EXTRACT:

Segment Open

Trappist Afterland interview with Adam Cole
Trappist Afterland is a psychedelic folk band from Melbourne, which consists of Adam Cole (vocals, acoustic guitar, bohdran, bells, dulcitar, lute, oud, tanpura), Phil Coyle (tablas, frame drums, vocals and percussion) and Nicholas Albanis (hammered dulcimer, Appalachian Dulcimer, bowed psaltery) with addition of many other guest musicians such as Andrew Whalley (guitar, loops, melodica, glockenspiel, dulcitar and harmonium), HakGwai Lau (Er-Hu, vocals, Chinese lute, Chinese flute), Brett Poliness (harmonium, vocals) and Adam Casey (guitar, hurdy gurdy, voices, percussion, loops).
As can be seen here we have various of musicians, that really are using a lot of traditional instruments brought from different cultures, that end up in a mesmerizing mixture of esoteric psychedelia. You won’t find a lot of bands that use such a variety of instruments and sound not too messy. Trappist Afterland influences came from groups like “Comus” and “In Gowan Ring”. The most attractive theme is their ritualistic, tribal approach of performing, which adds a special appeal and those interested in esoteric literature and music will truly find something to think about. We will talk to the band about their concept behind music and how did it all started out of Melbourne, where the band is currently held.

Segment Closed

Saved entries
Segment Open

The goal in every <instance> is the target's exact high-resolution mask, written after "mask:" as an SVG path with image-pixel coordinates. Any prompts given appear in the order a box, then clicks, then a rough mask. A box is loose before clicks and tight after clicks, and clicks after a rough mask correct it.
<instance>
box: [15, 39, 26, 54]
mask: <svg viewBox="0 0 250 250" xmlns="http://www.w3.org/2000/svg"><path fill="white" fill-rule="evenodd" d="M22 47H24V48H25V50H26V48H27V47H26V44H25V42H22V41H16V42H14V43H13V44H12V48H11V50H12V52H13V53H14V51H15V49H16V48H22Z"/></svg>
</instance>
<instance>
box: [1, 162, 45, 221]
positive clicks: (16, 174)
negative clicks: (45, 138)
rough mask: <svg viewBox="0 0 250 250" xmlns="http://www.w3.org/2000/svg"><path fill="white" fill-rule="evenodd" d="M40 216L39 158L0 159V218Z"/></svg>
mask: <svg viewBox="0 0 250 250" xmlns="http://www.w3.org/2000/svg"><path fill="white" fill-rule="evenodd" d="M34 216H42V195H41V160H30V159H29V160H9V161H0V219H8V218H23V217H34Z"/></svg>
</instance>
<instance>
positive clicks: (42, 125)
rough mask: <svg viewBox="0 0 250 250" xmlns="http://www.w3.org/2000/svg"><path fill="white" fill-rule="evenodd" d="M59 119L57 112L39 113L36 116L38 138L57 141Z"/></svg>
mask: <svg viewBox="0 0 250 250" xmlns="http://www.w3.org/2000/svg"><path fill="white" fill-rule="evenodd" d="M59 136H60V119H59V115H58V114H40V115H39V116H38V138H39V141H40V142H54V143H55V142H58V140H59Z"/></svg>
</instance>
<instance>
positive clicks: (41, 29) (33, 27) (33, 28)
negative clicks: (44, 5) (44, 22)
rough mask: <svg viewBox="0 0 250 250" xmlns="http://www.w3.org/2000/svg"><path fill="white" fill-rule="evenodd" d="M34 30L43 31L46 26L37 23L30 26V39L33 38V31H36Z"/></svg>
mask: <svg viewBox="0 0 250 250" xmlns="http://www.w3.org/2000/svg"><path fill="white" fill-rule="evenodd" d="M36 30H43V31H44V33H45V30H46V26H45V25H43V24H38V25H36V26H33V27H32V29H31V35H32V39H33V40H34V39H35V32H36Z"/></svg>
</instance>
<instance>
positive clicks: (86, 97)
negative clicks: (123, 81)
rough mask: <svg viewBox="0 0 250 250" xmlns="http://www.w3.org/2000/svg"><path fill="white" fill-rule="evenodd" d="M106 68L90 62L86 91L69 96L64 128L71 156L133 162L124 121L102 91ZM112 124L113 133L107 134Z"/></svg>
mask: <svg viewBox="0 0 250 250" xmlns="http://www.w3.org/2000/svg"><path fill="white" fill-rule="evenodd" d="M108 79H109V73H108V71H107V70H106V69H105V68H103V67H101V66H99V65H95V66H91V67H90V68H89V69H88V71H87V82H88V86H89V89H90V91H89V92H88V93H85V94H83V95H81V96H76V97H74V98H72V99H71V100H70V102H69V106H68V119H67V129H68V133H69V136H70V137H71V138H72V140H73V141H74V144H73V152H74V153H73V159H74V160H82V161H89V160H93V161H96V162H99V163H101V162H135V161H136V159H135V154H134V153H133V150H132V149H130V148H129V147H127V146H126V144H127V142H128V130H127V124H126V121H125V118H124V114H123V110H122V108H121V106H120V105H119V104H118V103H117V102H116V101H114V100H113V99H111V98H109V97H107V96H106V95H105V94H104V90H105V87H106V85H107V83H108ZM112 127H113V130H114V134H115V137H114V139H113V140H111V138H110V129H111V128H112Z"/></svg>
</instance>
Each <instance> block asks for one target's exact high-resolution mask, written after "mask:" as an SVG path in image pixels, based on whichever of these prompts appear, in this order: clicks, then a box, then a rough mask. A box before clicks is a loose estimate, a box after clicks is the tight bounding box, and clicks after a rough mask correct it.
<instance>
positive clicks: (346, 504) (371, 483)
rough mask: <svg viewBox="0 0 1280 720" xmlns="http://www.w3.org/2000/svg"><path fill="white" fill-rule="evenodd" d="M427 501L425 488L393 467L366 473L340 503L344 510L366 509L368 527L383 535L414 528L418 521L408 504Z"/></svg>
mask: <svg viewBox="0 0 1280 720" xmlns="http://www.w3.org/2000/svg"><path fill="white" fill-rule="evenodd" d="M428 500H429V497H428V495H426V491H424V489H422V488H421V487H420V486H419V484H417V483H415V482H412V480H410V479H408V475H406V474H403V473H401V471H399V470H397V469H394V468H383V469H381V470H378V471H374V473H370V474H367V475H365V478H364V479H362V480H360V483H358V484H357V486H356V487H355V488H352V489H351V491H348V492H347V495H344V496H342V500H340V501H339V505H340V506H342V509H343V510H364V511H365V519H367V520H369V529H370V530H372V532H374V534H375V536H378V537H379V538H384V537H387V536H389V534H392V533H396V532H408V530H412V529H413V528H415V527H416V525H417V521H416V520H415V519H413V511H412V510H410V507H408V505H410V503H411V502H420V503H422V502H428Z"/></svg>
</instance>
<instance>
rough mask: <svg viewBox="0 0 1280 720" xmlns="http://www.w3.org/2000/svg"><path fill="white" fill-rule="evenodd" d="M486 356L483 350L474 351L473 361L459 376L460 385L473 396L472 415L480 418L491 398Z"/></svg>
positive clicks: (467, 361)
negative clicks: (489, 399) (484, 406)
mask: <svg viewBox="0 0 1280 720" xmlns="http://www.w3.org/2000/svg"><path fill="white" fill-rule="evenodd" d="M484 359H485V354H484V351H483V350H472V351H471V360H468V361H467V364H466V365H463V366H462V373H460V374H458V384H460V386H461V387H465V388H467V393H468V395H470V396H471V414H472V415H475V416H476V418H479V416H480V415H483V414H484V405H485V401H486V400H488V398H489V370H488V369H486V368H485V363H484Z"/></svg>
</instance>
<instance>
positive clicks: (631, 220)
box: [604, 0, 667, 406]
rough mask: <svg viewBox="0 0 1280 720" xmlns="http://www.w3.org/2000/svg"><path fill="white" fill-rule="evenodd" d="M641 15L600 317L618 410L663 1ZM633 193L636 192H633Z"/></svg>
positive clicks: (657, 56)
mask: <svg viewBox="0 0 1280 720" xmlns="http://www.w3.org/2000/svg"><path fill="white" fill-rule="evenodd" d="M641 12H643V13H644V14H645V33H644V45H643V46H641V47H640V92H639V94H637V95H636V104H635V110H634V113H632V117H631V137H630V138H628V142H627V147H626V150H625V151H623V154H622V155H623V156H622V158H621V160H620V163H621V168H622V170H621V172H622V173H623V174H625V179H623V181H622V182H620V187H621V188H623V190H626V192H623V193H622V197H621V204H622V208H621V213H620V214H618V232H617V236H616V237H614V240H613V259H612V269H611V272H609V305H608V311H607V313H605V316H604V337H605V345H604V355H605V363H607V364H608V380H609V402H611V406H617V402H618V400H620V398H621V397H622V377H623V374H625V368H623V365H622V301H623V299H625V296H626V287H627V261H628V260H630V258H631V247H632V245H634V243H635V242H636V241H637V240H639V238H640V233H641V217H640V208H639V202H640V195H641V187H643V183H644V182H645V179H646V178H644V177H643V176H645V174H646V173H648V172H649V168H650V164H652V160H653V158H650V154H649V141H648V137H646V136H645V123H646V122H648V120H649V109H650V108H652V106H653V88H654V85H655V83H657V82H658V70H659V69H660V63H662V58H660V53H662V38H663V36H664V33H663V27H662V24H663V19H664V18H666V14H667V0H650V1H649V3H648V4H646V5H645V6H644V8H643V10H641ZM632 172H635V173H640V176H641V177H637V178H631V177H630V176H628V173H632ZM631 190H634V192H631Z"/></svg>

Segment Closed

REQUIRED ACTION A:
For each statement, answer yes or no according to the Trappist Afterland introduction, and quote the words that decide it: (i) Phil Coyle plays tablas in the band. (ii) The band comes from Sydney. (iii) Nicholas Albanis plays the hurdy gurdy.
REQUIRED ACTION B:
Quote word for word the part of the Trappist Afterland introduction that opens with the words containing "As can be seen" and closes with "is currently held.".

WORKED SOLUTION A:
(i) Yes: "Phil Coyle (tablas, frame drums, vocals and percussion)"
(ii) No: "a psychedelic folk band from Melbourne"
(iii) No: "Nicholas Albanis (hammered dulcimer, Appalachian Dulcimer, bowed psaltery)"

WORKED SOLUTION B:
As can be seen here we have various of musicians, that really are using a lot of traditional instruments brought from different cultures, that end up in a mesmerizing mixture of esoteric psychedelia. You won’t find a lot of bands that use such a variety of instruments and sound not too messy. Trappist Afterland influences came from groups like “Comus” and “In Gowan Ring”. The most attractive theme is their ritualistic, tribal approach of performing, which adds a special appeal and those interested in esoteric literature and music will truly find something to think about. We will talk to the band about their concept behind music and how did it all started out of Melbourne, where the band is currently held.